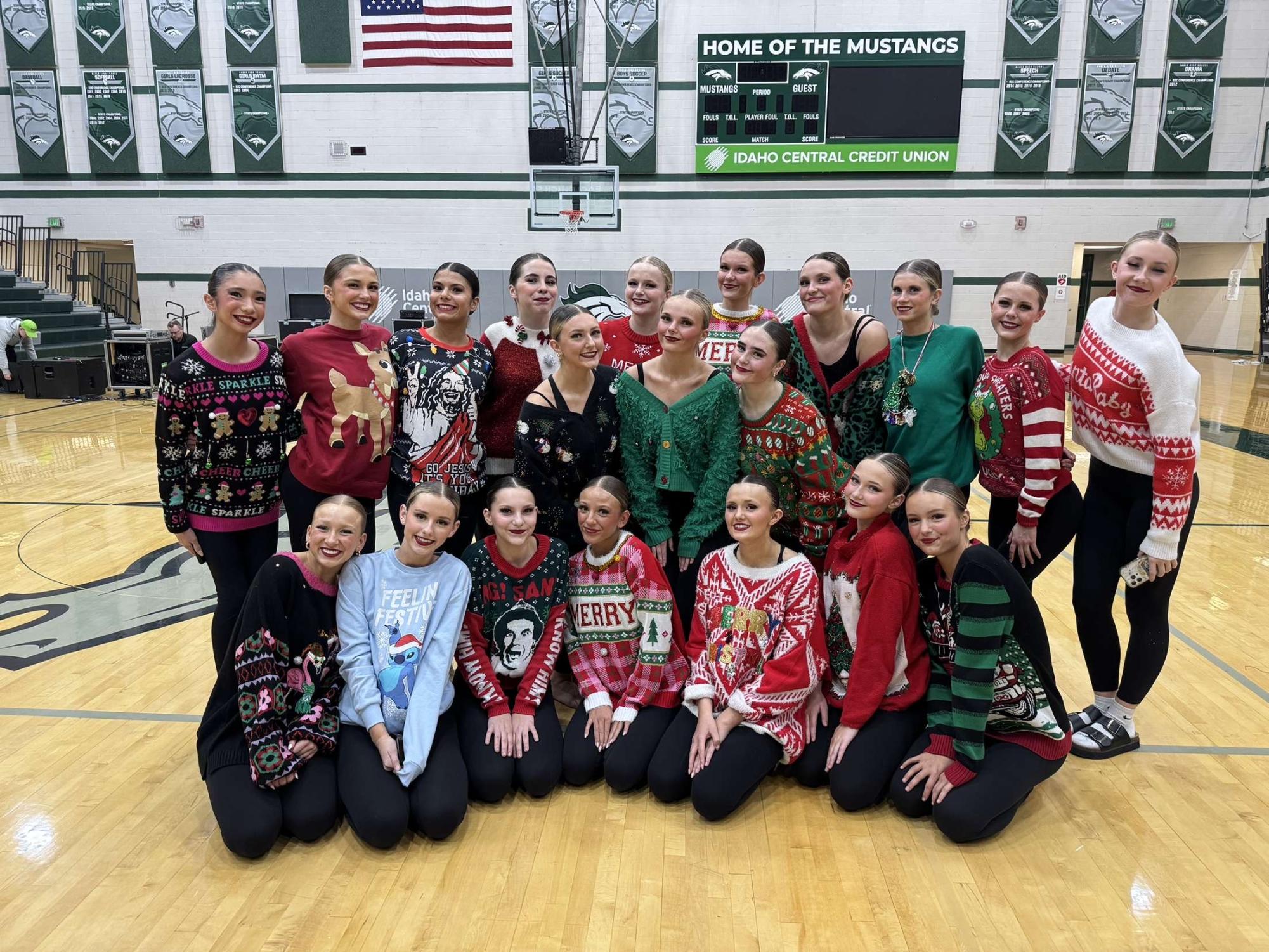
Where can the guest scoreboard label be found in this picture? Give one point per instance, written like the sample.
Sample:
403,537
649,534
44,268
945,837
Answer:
828,102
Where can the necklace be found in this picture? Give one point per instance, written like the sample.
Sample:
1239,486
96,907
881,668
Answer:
897,409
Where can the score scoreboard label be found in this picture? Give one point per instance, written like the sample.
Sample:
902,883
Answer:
829,102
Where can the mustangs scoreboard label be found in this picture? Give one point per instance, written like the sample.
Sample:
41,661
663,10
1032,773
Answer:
829,102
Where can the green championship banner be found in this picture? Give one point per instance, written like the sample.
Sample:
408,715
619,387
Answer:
1032,30
249,35
555,31
1197,29
37,122
1189,115
1025,105
634,25
1114,29
174,40
29,35
632,120
257,124
111,134
182,122
1105,117
100,34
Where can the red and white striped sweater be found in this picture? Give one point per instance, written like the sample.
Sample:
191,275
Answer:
1135,405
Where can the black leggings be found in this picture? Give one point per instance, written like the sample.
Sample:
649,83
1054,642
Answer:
734,773
1117,509
490,776
300,502
863,774
623,766
471,516
253,818
1053,532
234,559
985,805
380,809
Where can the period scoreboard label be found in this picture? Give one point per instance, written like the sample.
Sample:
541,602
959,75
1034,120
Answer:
829,102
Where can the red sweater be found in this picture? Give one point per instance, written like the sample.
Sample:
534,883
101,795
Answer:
877,653
1018,408
625,348
348,412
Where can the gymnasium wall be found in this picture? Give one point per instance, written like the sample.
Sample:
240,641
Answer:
445,176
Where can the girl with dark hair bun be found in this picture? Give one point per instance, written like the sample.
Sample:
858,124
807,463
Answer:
442,376
344,368
224,419
838,357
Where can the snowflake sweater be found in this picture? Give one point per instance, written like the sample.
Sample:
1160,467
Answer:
514,625
991,674
281,681
725,329
400,626
441,389
623,347
1019,417
625,640
852,407
757,644
790,446
348,412
242,418
521,358
877,655
1135,405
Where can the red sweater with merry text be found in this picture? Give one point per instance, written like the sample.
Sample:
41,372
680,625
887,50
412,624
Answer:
1135,405
1018,408
348,412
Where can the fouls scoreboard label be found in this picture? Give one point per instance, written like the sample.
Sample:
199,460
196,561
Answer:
829,102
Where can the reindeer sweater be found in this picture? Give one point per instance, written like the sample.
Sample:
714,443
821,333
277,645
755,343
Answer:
348,377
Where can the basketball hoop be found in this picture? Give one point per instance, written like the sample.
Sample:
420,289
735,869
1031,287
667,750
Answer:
573,218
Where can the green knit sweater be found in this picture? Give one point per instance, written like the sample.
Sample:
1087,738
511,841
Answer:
689,447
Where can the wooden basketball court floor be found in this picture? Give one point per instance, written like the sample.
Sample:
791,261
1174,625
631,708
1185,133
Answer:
107,839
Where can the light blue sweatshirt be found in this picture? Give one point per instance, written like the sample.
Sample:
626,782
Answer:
398,631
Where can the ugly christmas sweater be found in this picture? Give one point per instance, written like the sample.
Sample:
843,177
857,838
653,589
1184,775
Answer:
441,391
514,625
522,358
991,674
757,644
348,413
242,418
725,329
281,681
852,407
790,446
877,655
625,640
623,347
400,627
1135,405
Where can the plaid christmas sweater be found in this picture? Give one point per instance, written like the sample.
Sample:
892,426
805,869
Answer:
790,446
877,655
1018,408
281,682
1135,405
852,407
242,418
757,644
514,625
991,674
625,639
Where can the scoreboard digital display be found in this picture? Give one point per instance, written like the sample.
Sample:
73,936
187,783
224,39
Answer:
829,102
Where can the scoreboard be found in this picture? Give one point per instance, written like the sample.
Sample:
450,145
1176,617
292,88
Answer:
829,102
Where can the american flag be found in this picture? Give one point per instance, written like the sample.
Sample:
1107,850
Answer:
413,34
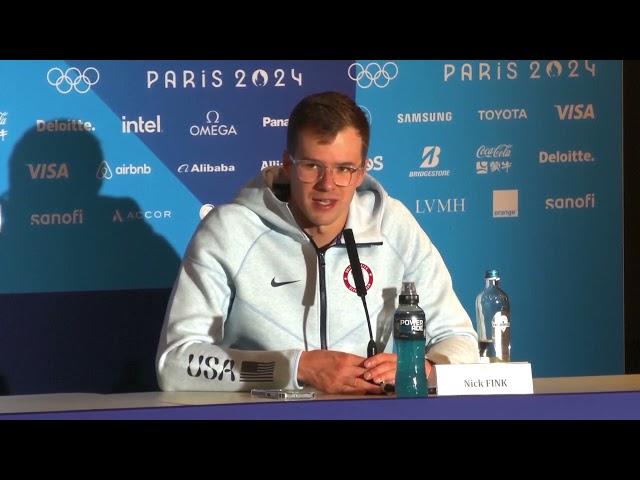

——————

To do:
Reproduce the material verbatim from the line that contains "Where can the american" through the end of the material, leaving out the pictures.

Completed exercise:
Where can the american flag be found in this picture? Give one point per instance, written like the sample.
Sample:
1107,850
Answer:
413,34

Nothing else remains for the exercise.